# [What to produce]
Reproduce each of the following records word for word, keeping every line unchanged.
* START Available data *
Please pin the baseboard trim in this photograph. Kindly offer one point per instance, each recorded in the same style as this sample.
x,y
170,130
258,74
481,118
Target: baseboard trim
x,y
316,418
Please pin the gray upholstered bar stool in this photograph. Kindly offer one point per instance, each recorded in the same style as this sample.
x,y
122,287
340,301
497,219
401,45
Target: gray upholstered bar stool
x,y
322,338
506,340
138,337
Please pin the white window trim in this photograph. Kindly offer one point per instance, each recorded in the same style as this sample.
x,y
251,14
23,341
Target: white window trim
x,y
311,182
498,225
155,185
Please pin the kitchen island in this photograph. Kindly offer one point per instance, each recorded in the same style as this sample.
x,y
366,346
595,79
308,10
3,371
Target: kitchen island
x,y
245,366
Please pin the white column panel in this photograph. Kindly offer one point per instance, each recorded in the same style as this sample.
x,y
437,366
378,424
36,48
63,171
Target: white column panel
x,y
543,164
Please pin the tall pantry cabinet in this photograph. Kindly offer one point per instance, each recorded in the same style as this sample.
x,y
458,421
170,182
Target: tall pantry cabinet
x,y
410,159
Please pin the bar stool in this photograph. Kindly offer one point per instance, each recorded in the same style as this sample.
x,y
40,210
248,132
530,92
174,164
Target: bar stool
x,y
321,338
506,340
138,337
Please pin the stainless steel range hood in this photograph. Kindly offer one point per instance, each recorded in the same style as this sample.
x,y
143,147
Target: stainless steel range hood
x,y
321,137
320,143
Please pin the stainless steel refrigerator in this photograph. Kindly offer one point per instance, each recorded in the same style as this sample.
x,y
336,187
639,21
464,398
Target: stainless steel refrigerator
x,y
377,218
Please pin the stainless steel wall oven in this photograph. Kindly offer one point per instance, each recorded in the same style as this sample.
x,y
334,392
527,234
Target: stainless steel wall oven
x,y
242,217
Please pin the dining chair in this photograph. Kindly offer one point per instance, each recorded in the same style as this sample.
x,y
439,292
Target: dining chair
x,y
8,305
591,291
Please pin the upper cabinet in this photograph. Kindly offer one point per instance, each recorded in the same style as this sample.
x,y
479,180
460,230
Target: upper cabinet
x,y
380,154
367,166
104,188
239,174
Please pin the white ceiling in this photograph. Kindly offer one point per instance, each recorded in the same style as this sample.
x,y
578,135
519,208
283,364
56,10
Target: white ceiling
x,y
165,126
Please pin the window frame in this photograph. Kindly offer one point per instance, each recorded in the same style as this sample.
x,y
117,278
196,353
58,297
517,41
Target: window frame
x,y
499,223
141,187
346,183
* END Available data *
# [Answer]
Please pin the baseboard trim in this photograph. Kindly offer one point per instance, each recorded in the same style as this sample.
x,y
170,130
258,74
481,118
Target: baseboard trim
x,y
316,418
Please pin the gray upholstered bar stool in this photograph. Kindly offer one point per instance, each recorded in the same style as this sample.
x,y
122,287
340,301
497,219
401,45
Target: gray upholstered bar stool
x,y
322,338
506,340
138,337
Please pin the white window trim in this photograph. Kindly offer one point per instance, each recorded in the same style as this sample.
x,y
251,14
23,341
Target: white window trim
x,y
311,182
498,225
155,185
Please pin the kitchen island in this photograph. Kindly offer one point per instance, each recorded in the same style as this sample.
x,y
366,346
595,79
308,10
3,371
Target: kitchen island
x,y
245,366
Please pin the white column panel in this photograph. Kindly offer one point per instance, each recorded in the same style as this sample.
x,y
437,366
378,424
36,48
63,171
Target: white column panel
x,y
543,164
Please pin the tall pantry cabinet in this photograph. Kindly offer one point per instance, each recorded in the same style as this sample.
x,y
458,421
170,182
Target: tall pantry cabinet
x,y
410,159
Please pin the bar stool in this photograph. Kindly offer one point per instance, each recorded in the same style as this sample.
x,y
40,210
248,132
530,92
174,164
Target: bar stool
x,y
321,338
506,340
138,337
Please pin the stainless steel range hood in this photograph. Kindly offer one point per instance, each recorded in the same style as this sample.
x,y
143,147
Target: stainless steel range hood
x,y
321,137
320,143
Please pin the stainless steel refrigerator in this photograph. Kindly offer one point per instance, each recorded in the same style as this sample.
x,y
336,187
639,21
464,398
Target: stainless steel refrigerator
x,y
377,218
Please pin the stainless steel wall oven in this photograph. Kindly offer one point per instance, each recorded in the same style as this sample.
x,y
334,392
527,234
Target: stainless steel wall oven
x,y
242,217
Please pin the dining chair in this photograph. Kindly offer one point per instance, each recorded in the same style as this sample.
x,y
439,292
Target: dining chair
x,y
8,305
591,291
Please pin the upper cabinet in this photograph. Kindly offer one point per instance, each recorded in the same style as this sample.
x,y
479,180
460,230
Target: upper cabinet
x,y
380,154
367,166
104,188
239,174
Please pin the white ceiling in this photograph. Kindly offer one point per instance, each recorded in the same style as this sample.
x,y
578,135
519,208
283,364
56,10
Target: white ceiling
x,y
165,126
Please pin the window frame in this photograph. Kindly offer one point per instance, each recorded in the same style as this sample.
x,y
117,278
196,353
58,297
517,41
Target: window frame
x,y
499,223
141,187
346,183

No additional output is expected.